What is being asked:
Decide whether each statement agrees with the review of the Hannah Montana video game, answering yes or no and quoting the deciding words of the review: (a) The game requires kids to do a lot of reading to solve its mysteries. (b) Hannah encourages the character who hires another student to keep cheating. (c) The game was released in 2008.

From our provider: CommonSenseMedia
full star full star full star full star empty star Rated by 38 members
Common Sense Rating: ON for ages 7+ Stars: 3 out of 5 (About Common Sense Ratings)
ESRB Rating: Platform:   Release Date: 10/12/2006  Genre: Video Games 

What Parents Should Know
Parents need to know that this is a video game based on the Disney TV show Hannah Montana. It has less action than most video games, and requires kids to do a lot of reading to solve the interactive mysteries. Playing as Hannah, kids have the option of talking back to her brother or to mean girls at school, but there are consequences. Hannah and other characters skip school and one character hires another student to do his homework, although Hannah does tell him to quit cheating. An add-on activity in the game centers on fashion and dressing up Hannah. Also, Hannah labels herself as "mathematically deficient," a defeatist attitude that far too many girls have already.

Families can talk about how difficult it would be to have a secret identity. Would you want to be famous and have the paparazzi following you? How did you feel when Amber and Ashley blocked your way and said things that were hurtful? Did you choose to dish it back or did you choose take the high road and try to be nice? What do you do with similar situations at school?

Material:

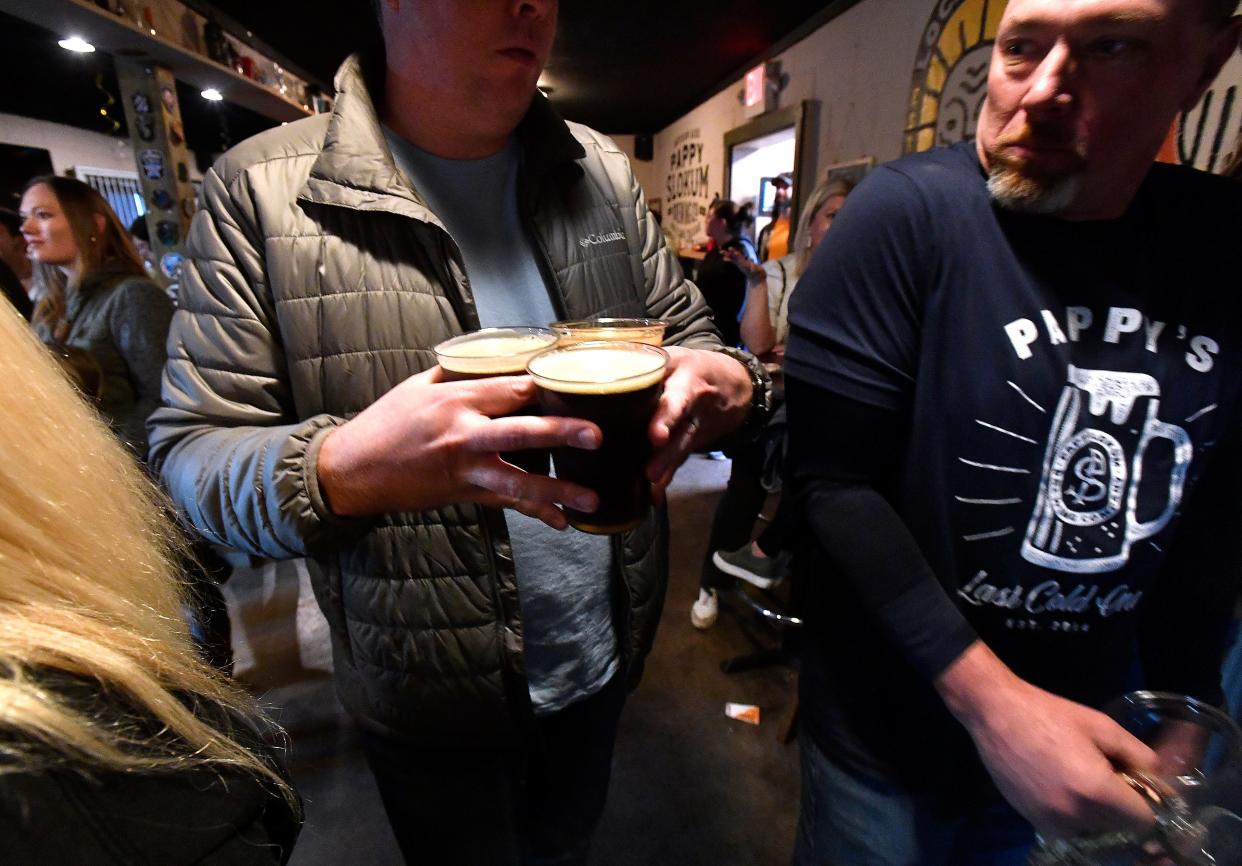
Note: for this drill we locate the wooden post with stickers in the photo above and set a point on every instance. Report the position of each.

Correct output:
(a) Yes: "requires kids to do a lot of reading to solve the interactive mysteries"
(b) No: "Hannah does tell him to quit cheating"
(c) No: "Release Date: 10/12/2006"